**TEXT PASSAGE:**

::::::

This from a company who has a slate of reality shows such as "My Big Fat Mama's Bikini Wax", "Mall Night Watchman" and "Turtle Vets"*.

They did give us about an hour (which is unusual - normally if they don't like your idea, you get the bum's rush) telling us how we needed to re-edit in order to make it acceptable fodder to feed the machine - we smiled and nodded, and thanked them for the time they'd given us. The Blonde wants to do a recut to see if we can sell something.

Surprisingly enough, I agree. I'd rather sell out one idea so we can get some leverage -which will enable us to get a good show on the air at some point in the future.

I just don't want to sell to - or deal with - the dumbest man alive.

* These are not actual shows. To reveal this guy's production slate would be on a par with clubbing baby seals - so these are fake show titles that are about - intelligence wise - what he does have.

Thursday, June 09, 2005

Ack! Tabletop!

I got a call last minute to replace a guy who got sick today (with whatever summer cold/allergy/thing is going around right now), and of course I said yes - the call was for a commercial, which is good. Commercials pay incredibly well, but.....

It was Tabletop, which is oh so very bad.

Tabletop is product shots. The product (Barbie, GI Joe, Tampons, Pepsi, etc) is set on a table top and lit, and then you sit there for 15 hours while the advertising agency people tweak and tweak and tweak. It's like watching grass grow.

Food shoots at least are fun - just because you get to watch the food stylists go batty and see some cool stuff (did you know the milk in cereal commercial close ups isn't milk? It's Elmer's Glue - milk sours and clumps instantly under hot lights. Diluted Elmers White Glue doesn't).
No, you can't eat the food. It's been glued to the spoon, shellacked, sprayed and otherwise rendered inedible - unless actors are eating it, and then the little bit that they're eating is edible, but nothing else is.

This was not a food shoot. It was some overpriced watch that was mounted on a white cube with a white background. It took us THREE hours to light it to the satisfaction of the agency people, and then we sat there for another 12 hours while they shot the watch from a million different angles - "Now, can you tilt the face down and to the left and can we change the time to read 3:15."
"Now, tilt the face up and to the left and can we change the time to read 10:30."
"Now, tilt the face up, to the right, but not too far to the right and can the time read 6:15".


I read the LA Times, the NY Times, my book, reorganized the 'ditty cart', restocked the gels alphabetically, and used my dikes to trim off most of my split ends.

The problem with working film production is that it creates adrenaline junkies. I'm so used to lighting a new scene every three hours that I go insane if I'm not doing the hustle all day.

I always forget how tedious commercials are. You have 15 people from an ad agency who are paying for (and micromanaging) the shoot, so you work at a veeerrrrry slow pace.

It's not a bad thing (and I'll be really happy when I get the check), I'm just used to a bit more action.

Tuesday, June 07, 2005

It even hurts when I smile.

Tuesdays at 11 am is the Pilates class from hell at the 24 Hour Fitness in Hollywood. It's taught by an Asian guy named Leo who I call "The Happy Sadist".

He's happy 'cause you're in pain while you're trying to keep your back on the ground and your feet precisely 6 inches in the air.

Leo offers encouragement, too: "See, this is easy! Big Smile! It's easier when you smile! DO IT RIGHT! See? Easy!".

::::::

**DATASET EXTRACT:**
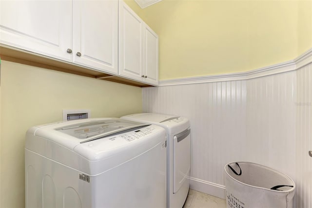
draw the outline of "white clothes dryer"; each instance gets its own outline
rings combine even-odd
[[[166,142],[159,126],[117,118],[33,127],[26,207],[165,207]]]
[[[162,126],[167,135],[167,207],[183,207],[190,188],[191,128],[186,118],[156,113],[138,113],[123,119]]]

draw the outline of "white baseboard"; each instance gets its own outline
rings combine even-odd
[[[219,184],[190,178],[190,188],[212,196],[225,199],[225,187]]]

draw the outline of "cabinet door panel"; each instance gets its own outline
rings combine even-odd
[[[119,2],[119,74],[140,81],[143,22],[125,3]]]
[[[143,74],[144,82],[158,85],[158,36],[146,24],[144,27]]]
[[[74,1],[73,6],[73,62],[117,74],[118,1]]]
[[[0,42],[71,61],[70,1],[0,1]]]

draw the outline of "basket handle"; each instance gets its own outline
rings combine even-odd
[[[270,189],[272,189],[272,190],[279,190],[279,191],[282,191],[282,190],[278,190],[277,188],[280,188],[281,187],[293,187],[293,186],[277,185],[277,186],[275,186],[274,187],[272,187]]]
[[[236,175],[241,175],[242,174],[242,169],[240,168],[240,167],[239,166],[239,165],[238,165],[238,164],[237,163],[235,163],[235,164],[237,165],[238,167],[239,167],[239,173],[237,173],[237,172],[236,171],[235,171],[235,170],[234,169],[233,169],[233,168],[232,167],[231,167],[230,165],[228,165],[228,166],[229,166],[229,167],[230,167],[230,169],[231,169],[232,170],[232,171],[233,171],[233,172],[234,173],[235,173]]]

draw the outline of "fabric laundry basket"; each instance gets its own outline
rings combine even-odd
[[[287,175],[246,162],[224,166],[228,208],[292,208],[295,184]]]

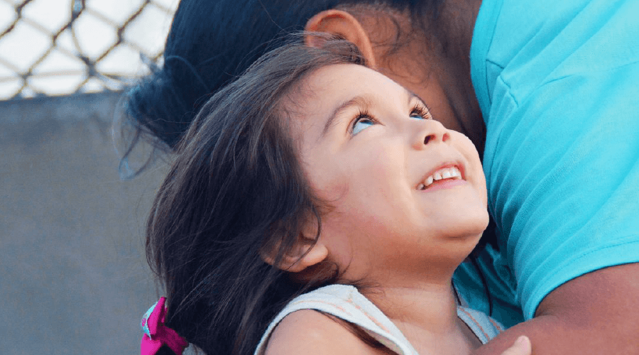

::::::

**ACTIONS TO TAKE:**
a. Reproduce the part of the blog excerpt that opens with the words containing "I just don't" and closes with "he does have.".
b. According to the blog excerpt, why is Elmer's Glue used in place of milk in close-ups for cereal commercials?

**TASK RESPONSES:**
a.
I just don't want to sell to - or deal with - the dumbest man alive.

* These are not actual shows. To reveal this guy's production slate would be on a par with clubbing baby seals - so these are fake show titles that are about - intelligence wise - what he does have.

b. Milk sours and clumps instantly under the hot lights, and diluted Elmer's White Glue doesn't.